**YOUR TASK**
Copy out every item below verbatim, omitting the pictures.

**DATA LINES**
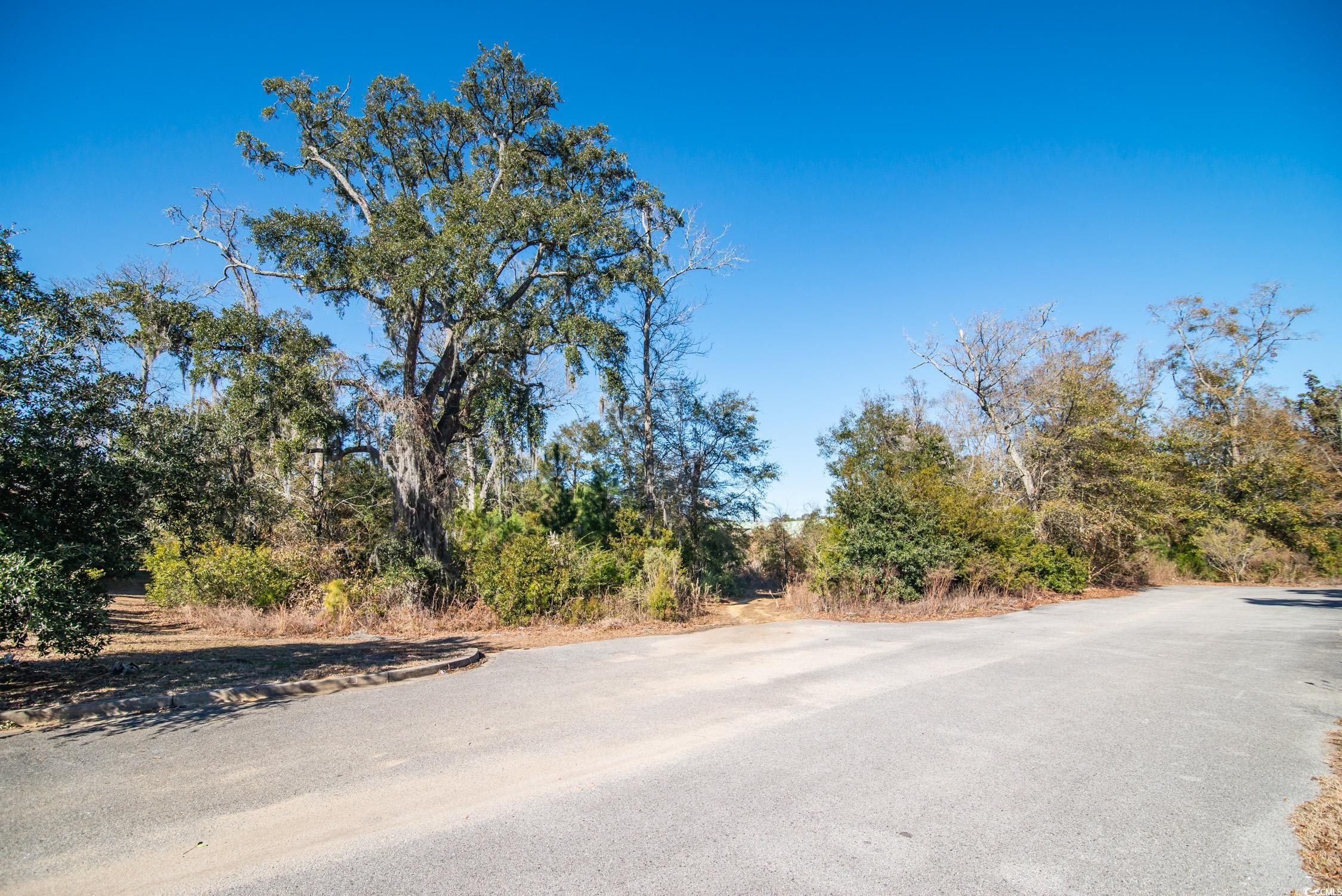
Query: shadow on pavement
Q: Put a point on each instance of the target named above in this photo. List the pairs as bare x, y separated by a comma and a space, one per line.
1326, 598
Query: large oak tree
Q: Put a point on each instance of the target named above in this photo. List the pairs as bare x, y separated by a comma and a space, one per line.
484, 235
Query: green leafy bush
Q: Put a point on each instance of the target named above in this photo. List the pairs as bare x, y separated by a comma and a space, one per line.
221, 573
661, 582
62, 611
532, 574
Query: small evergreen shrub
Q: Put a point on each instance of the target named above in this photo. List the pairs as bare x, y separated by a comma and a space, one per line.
221, 573
62, 611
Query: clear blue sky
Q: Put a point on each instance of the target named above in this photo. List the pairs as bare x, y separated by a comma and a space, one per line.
885, 168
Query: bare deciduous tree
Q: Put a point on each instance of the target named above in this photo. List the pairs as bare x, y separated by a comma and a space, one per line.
1217, 352
992, 357
661, 317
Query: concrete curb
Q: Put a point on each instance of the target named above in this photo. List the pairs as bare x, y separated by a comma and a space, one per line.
245, 694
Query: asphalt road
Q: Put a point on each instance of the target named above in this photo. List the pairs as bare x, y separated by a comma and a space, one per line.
1142, 745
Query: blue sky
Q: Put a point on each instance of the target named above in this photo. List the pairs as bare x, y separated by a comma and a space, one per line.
885, 166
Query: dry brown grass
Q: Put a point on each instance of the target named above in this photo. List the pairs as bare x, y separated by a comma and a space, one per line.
1318, 823
941, 600
299, 622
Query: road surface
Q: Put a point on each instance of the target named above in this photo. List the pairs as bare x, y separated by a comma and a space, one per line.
1141, 745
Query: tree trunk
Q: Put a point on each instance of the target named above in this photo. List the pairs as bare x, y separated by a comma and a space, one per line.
650, 494
418, 484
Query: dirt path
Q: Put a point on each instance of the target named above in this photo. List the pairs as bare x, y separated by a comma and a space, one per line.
156, 651
753, 607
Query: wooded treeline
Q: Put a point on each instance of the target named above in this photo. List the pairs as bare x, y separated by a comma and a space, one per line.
1054, 465
528, 432
509, 262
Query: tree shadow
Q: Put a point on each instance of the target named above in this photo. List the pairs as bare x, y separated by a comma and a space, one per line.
163, 722
202, 667
1325, 598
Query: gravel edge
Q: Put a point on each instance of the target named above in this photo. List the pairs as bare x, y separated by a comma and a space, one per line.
242, 694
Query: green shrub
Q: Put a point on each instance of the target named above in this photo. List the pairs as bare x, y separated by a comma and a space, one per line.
62, 611
221, 573
1053, 568
336, 597
888, 538
661, 582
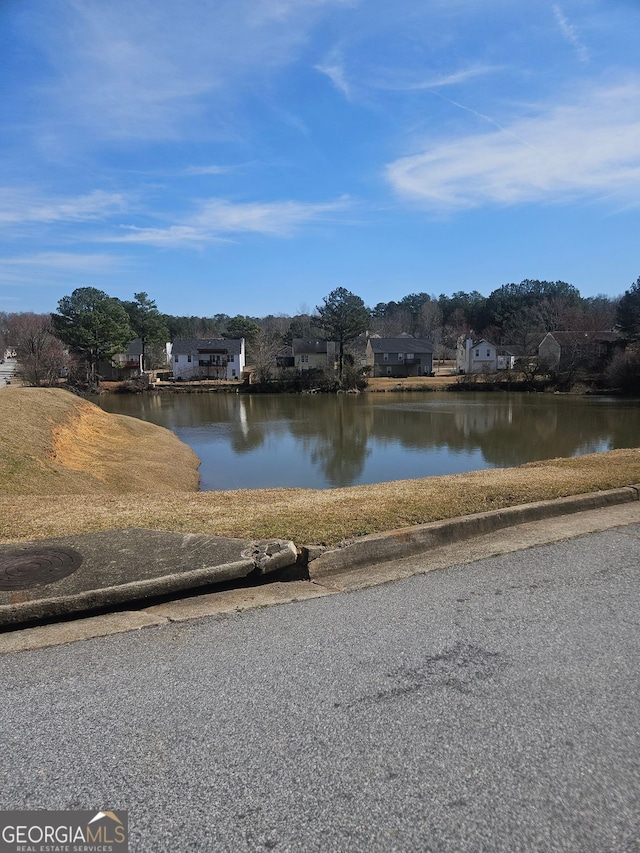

**EXERCISE RESPONSE**
Query: shadow on pavement
Q: Put a point on each instance of the target named above in this photo. List the pairs as bare x, y separated by a comma and a space, one per line.
1326, 598
Query: large oak tree
Q: Put a point on each instance of the target named above in this photo. List the pairs as bare x, y separated by a comma and a space, one per line.
484, 235
Query: green leafy bush
Q: Put a point on each instance of the target named above in this photo. List the pairs as bare x, y separated by a comma and a space, one per line.
221, 573
661, 582
62, 611
532, 574
Query: small evergreen shrub
Q: Put a point on each instance of the target named above in this photo. List the pairs as bare x, y separated by a comma and a space, one per line.
221, 573
62, 611
Query: clear blue sky
Q: Put a point on each instance of the target named above in this photo. List the pairs as bare x, y separated by a comma and a space, one per line.
885, 168
Query: bare deciduous tree
Q: Put a point on each instance of the target named above in this photo. List the pairs as bare x, y separated by a comma and a space, one per line.
1217, 352
992, 357
661, 317
Query: concrete curb
Q: Put a point on each instance of the target named above in this photo. List the pairs as bare x, y separated by a comma and a space, one per line.
245, 694
Query: asphalt road
Q: Put a point on each instance of the target named above in this photo. List the pairs as bare x, y separated by a comma and a space, one per line.
1142, 745
Query: blue sky
Q: Put a point on each instance of the target named above in this photo. List the pairs as bare x, y separated by a comma and a space, one per line.
885, 166
Query: dry brown grass
Q: Put a point on each instance of the target named above in this photo. List the pairs as bare x, y separated by a comma and a space, one per line.
1318, 823
941, 600
299, 622
Query: road surface
Q: Put a point on each instance of the target named above in this photo. List the pairs as bare x, y separated by a comma and a space, one per line.
1141, 745
Query: tree trunk
Q: Put a point on each instance of the target named above in this photo. List the pairs as bare x, y separated by a comma and a space, one per line.
650, 494
418, 484
Query: dirt path
Q: Put a point on each instance of the target named above in this photo. List the pairs as bare x, y separated by a comma and a space, one per line.
156, 651
753, 607
Query: wooded treeline
Q: Put a point on each instance of the target named above in this photo. List the pairs as bare x, y separated by a comma and a space, one per line.
1054, 465
528, 432
509, 262
Query: tree shadow
Q: Put a point on each instance of the target named above in this photo. List the pairs as bare x, y separated by a comma and a space, one per line.
163, 722
202, 667
1325, 598
Query: gravel edge
Q: Put a point on each instance of the target named above in this photo. List the pairs as bare x, y separated by a comma and a space, one per line.
242, 694
Query: green shrub
Q: Put a point on each instance of the target named above in this photo. List the pairs as bare x, y separated by a comma and a space, one per line.
62, 611
221, 573
1053, 568
336, 597
888, 538
661, 582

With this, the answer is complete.